### What to produce
Give every line of the data again, exactly.

### Task input
•••••
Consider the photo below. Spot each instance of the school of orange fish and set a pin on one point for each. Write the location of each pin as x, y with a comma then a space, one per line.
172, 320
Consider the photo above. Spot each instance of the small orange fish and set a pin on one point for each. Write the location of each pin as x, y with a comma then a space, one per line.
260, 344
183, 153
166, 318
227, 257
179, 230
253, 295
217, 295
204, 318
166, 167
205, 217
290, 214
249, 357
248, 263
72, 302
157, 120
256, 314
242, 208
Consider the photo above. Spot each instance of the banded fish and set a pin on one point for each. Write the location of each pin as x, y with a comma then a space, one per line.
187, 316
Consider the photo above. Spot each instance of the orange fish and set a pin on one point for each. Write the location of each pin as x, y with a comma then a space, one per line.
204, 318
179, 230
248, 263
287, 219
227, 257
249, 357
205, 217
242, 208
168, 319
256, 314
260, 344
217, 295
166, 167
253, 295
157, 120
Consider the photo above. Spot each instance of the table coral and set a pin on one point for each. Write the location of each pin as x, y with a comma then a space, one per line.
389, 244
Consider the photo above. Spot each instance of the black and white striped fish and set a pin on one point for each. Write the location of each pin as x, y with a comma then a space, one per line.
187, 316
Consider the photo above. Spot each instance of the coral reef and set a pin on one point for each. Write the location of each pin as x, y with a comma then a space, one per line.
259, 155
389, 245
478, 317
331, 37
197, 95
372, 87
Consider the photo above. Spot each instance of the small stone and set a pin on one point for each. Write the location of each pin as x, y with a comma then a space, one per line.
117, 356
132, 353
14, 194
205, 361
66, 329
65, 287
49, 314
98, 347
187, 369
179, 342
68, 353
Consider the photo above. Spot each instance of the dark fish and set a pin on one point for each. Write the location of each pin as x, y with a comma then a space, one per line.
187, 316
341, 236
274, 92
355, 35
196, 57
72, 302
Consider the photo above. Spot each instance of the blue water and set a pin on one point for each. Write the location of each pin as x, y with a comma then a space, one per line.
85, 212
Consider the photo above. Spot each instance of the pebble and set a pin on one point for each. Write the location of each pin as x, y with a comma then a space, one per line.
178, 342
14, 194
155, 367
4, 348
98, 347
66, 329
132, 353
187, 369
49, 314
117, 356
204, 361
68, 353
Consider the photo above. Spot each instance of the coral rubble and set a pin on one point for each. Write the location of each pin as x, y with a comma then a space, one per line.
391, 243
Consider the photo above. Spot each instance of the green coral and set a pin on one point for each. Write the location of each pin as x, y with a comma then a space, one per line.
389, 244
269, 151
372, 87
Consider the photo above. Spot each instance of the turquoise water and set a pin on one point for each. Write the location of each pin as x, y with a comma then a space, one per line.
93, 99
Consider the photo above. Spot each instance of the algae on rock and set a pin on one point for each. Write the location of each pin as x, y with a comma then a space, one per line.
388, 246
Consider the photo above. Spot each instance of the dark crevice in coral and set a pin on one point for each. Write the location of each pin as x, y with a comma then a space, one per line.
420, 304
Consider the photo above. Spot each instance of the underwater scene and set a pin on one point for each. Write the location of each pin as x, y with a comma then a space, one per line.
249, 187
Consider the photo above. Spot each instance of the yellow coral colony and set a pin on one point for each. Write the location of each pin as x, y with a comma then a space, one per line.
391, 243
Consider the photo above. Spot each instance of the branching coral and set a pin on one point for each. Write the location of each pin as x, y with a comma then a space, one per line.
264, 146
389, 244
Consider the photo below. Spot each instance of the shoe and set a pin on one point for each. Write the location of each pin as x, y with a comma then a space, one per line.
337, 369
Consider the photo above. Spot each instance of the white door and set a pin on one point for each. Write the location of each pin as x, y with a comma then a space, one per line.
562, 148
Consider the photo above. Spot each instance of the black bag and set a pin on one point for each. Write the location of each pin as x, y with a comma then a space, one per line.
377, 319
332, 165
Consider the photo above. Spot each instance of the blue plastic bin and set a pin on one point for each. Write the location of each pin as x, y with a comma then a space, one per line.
•••••
### Completed exercise
Consider the photo below. Spot each instance of the school of orange fish and set a pin on one point for each. Write the location of each pin as x, y with a comma then a space, one per line.
172, 320
Consider the photo above. Spot each instance of the small orange fish and set a pin on one point for each. Write the location of each pin as x, y with a comma then a space, one per line.
260, 344
183, 153
166, 318
227, 257
179, 230
253, 295
217, 295
204, 318
166, 167
205, 217
290, 214
249, 357
248, 263
72, 302
157, 120
256, 314
242, 208
Consider the photo above. Spot each instance of the banded fish and set a pin on one point for each. Write the location of each pin as x, y with a comma then a space, one per line.
187, 316
Consider the photo above. Spot each instance of the orange fish and set a pin on one point for each. Write the location of each pin as x, y with a comma then a space, one per line.
204, 318
179, 230
248, 263
287, 219
227, 257
249, 357
205, 217
242, 208
168, 319
256, 314
260, 344
217, 295
166, 167
253, 295
157, 120
Consider the photo above. Spot each instance of the table coral and set a pin on one point for each. Write the location of each pin as x, y with a comma then a space, one per line.
389, 244
Consider the photo above. Spot each instance of the black and white striped fish and set a pin on one point for each. Write the location of each pin as x, y with a comma then a space, one per line.
187, 316
Consider the photo above. Spot each instance of the coral reef and set a pin on one point for each. Write the location of each pin as x, y with a comma then a space, one per line.
259, 155
389, 245
478, 317
331, 37
197, 95
372, 87
Consider the photo above. Spot each instance of the small stone and set a pin on one point for each. Write the location of each pin as x, y with a comma then a space, one per line.
117, 356
132, 353
14, 194
205, 361
66, 329
65, 287
49, 314
98, 347
187, 369
179, 342
68, 353
Consider the photo above. Spot each instance of the dark fish and set a pin on one point for each. Write the location of each pin as x, y with a comma then a space, one per line.
187, 316
341, 236
274, 92
355, 35
196, 57
72, 302
Consider the photo above. Spot each instance of the blue water and set a pin on one point for each. Write the location of each pin as x, y with a comma then a space, one per line.
85, 212
Consider the photo above. Spot each instance of the pebble and set a pin on one point for each. Write the location of each pin as x, y with a comma then a space, one per line.
178, 342
14, 194
155, 367
4, 348
98, 347
66, 329
132, 353
187, 369
49, 314
117, 356
204, 361
68, 353
Consider the photo above. Spot each instance of the coral rubble and set a pin on one point for each. Write the location of each pin as x, y with a comma then a space, one per line.
391, 243
Consider the photo above. Spot each instance of the green coral and set a pin on one point for each. Write the location of each pin as x, y with a comma then a space, one per line.
389, 244
269, 151
372, 87
Consider the photo above. Spot each instance of the turquoise water and set a pin on one point for each. Write the location of each pin as x, y with a comma then a space, one per line.
93, 99
Consider the photo above. Spot each instance of the algae on rock and set a pin on one point for each. Write the location of each pin as x, y with a comma then a space, one per line.
388, 246
Consider the photo above. Spot each instance of the dark crevice in coral and set a pin on one point for each. Write the location of each pin as x, y with a comma then a space, one per line.
420, 304
Consider the photo above. Spot each instance of the underwater scene and set a pin on one point for each. Write the location of each pin as x, y with a comma then a space, one per line.
249, 187
Consider the photo above. Spot each instance of the yellow coral colony and set a pin on one point for each. Write the location of each pin as x, y with a comma then a space, one per line.
391, 243
Consider the photo above. Spot each instance of the branching coral and set a pin on one point for each. Write the location of each pin as x, y with a comma then a space, one per line.
264, 146
389, 244
Consider the photo below. Spot each instance of the shoe and set a pin on one point for each. Write the location of each pin as x, y with a comma then a space, one per line.
337, 369
Consider the photo above. Spot each instance of the white door and set a pin on one point for each. Write the location of each pin as x, y with a comma then a space, one per line.
562, 148
Consider the photo above. Spot each instance of the black bag and set a pin on one point for each. Write the location of each pin as x, y with a comma then a space, one per line.
377, 319
332, 165
Consider the photo above. Spot each instance of the blue plastic bin and set a pin on one point for each. Write the location of each pin as x, y with a comma then a space, one per line.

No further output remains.